* [PROVIDED PASSAGE]:

Pachelbel’s serial killer Eggs Benny: days 266 — 275

Weather has been pretty consistently sunny lately, with crisp mornings and warm afternoons, only a day or two of rain. I got a lovely view from Jericho Hill Centre after trying and failing to drop in Competitive; then, a week later, just before Intermediate, a lovely pre-dusk sky with half-shadowed trees.

That wasn’t really my plan. I spent most of that Sunday in New West playing board games with other queer gaymers, but I for to commemorate that with a photo just like I did a couple weeks before. Maybe it’s for the best since I don’t want to be too repetitive… but two lovely serene pics of the sky and distant trees and whatnot is just as repetitive.

Maybe I’m being too hard on myself. I do notice Sundays tend to not be good days, inspiration-wise, which makes sense since I don’t have a lot going on besides volleyball. But what am I going to do about it? Something? Nothing? The year’s coming to an end; I want to keep going in 2018, but also push my limits. That means planning ahead. I used to be worried my routine wouldn’t give me enough material, but now it may actually be happening after 9 months.

Then again, that’s not actually the case. There’s still an infinite world out there, I just have to look at it to see. But that does mean breaking out of my routine even more.

Maybe a solution is right under my nose. Of my last 10 photos, 2 of them have people in them. For me that’s a lot, I’m much more comfortable, photography-wise, shooting buildings or landscapes or whatnot. Pointing my phone at people feels intrusive—but more than that, it feels scary for me. Because photography is a interaction, unless I’m sneaking up on them from behind a bush, which means I’m exposing myself to my subject too.

And yeah, one of them is some friends and me in a serial-killer-themed escape room, taken by one of the characters. But another is of a musician friend playing a funkified version of Pachelbel’s Canon. That was a nice evening.

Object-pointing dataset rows
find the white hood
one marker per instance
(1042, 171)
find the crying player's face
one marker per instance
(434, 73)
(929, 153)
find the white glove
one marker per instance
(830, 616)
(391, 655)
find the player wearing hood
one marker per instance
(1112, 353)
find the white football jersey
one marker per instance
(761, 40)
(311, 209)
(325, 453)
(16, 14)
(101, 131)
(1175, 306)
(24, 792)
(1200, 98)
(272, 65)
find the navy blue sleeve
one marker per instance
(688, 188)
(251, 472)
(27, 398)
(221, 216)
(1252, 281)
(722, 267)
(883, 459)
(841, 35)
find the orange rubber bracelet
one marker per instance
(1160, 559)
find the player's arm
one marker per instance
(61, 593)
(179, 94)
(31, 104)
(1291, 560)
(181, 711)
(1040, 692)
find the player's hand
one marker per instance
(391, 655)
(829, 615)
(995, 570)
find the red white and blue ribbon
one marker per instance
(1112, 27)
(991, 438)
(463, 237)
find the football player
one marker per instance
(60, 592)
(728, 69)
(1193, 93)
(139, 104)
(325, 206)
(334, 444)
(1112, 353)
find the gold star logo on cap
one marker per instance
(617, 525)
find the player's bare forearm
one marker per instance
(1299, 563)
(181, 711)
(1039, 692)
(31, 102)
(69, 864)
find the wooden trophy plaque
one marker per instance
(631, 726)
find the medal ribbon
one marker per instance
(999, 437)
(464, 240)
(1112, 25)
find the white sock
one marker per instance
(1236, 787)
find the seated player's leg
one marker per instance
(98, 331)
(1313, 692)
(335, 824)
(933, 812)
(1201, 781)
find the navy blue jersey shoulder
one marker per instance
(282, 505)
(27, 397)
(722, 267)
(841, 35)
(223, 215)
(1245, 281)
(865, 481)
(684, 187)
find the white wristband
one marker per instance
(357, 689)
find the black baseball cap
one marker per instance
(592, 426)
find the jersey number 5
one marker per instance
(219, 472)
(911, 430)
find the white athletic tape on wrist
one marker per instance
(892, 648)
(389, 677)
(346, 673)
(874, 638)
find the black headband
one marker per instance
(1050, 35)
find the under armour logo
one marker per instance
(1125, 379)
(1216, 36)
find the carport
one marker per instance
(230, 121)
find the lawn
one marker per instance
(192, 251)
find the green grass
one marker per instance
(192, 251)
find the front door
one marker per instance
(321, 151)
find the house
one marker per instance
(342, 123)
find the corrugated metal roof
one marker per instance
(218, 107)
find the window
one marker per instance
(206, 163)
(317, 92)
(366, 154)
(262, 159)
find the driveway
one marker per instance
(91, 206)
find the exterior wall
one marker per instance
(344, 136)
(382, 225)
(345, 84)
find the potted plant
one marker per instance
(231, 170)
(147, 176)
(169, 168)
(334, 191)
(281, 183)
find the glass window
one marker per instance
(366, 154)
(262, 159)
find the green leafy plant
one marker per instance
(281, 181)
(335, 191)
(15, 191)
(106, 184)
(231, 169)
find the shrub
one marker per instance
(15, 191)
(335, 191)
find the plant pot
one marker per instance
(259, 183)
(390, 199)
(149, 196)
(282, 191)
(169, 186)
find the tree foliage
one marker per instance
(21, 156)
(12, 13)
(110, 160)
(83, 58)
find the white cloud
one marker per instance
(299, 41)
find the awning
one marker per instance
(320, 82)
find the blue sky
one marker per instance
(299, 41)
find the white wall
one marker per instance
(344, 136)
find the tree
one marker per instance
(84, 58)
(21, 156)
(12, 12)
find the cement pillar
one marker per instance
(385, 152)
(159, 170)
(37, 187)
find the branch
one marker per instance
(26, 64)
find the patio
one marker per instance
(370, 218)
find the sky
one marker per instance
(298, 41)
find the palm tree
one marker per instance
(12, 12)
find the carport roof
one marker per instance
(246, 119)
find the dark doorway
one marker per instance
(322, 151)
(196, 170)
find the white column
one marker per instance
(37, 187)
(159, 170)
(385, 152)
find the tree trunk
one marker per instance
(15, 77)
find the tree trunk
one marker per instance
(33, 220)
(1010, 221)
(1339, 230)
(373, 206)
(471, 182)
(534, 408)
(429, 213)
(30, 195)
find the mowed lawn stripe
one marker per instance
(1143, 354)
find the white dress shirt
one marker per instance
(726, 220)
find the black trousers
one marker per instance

* [PROBLEM 1]: According to the blog post, how many of the writer's last 10 photos have people in them?
* [PROBLEM 2]: Please continue the blog post after its last sentence.

* [ANSWER 1]: Two of them.

* [ANSWER 2]:
And speaking of hanging with friends, I had lunch with an ex-client at Daisy Sandwiches And Such the other day. That was the first time I’d seen him or the place, since June 30th—my last day at my previous job. I still miss the hell out of it, especially their scrumptious eggs Benny. Just wish it wasn’t so far out of my way to eat on workdays…

D Minus 100: days 261 — 265

It’s hard to believe I’m less than 100 days (as of this posting) from completing my 2017 photo-a-day challenge. 265 days, at least one photo a day. I can’t celebrate just yet, but I can see the finish line

Monday: what really caught my eye was a bunch of flower bits on Robson Plaza. Was there some event over the weekend? Probably. Or maybe during the day. I took this photo a little after 6PM on the way home from work. Oh well, it’s a mystery, and my job is not to solve it but just to document it.

One thing I miss about my old commute is walking through quiet, green-roofed Davie Village. (I mean, I still could, I just need to leave the apartment earlier, and go to the gym earlier. And I’ve taken to walking the long way home along the Seawall, as you’ve seen in previous photos). But the downtown core is beautiful in its way. Soaring skyscrapers, complex building textures, interesting views… you just need to find new perspectives. Case in point: Dunsmuir Street looks a bit different from one storey up.

Next day, another street from high up. This time Fourth Avenue, from Granville Street Bridge. I was on my way to the Storm Crow for quiz night ( first time I’d gone in months!) and took many, many pics of the views: a look back at downtown, some closeups of the half-finished Vancouver House… but this sight is what grabbed me, so there we are

Thursday I decided to go all the way to English Bay Beach and take a picture of the sunset. I started out a little too late, though. Maybe I shouldn’t have stopped by Cafe Crepe to enjoy a banana cheesecake crepe? Ehh, I regret nothing. The building on Robson Street were glowing gold in the setting sun; I would have liked to shoot the clouds lit from underneath, but alas that was not to be. When I got to the beach, the sun was already below the horizons and the clouds just had a few pink accents. I hung around anyway, taking in the the ripply water, the brilliant band of gold far away… and then rested my weary feet on a nearby bench. And there it was: everything I’d shot before, plus dozens of residents who had the same idea as me. Sometimes it’s nice to be part of a community with a common goal, even just for an hour.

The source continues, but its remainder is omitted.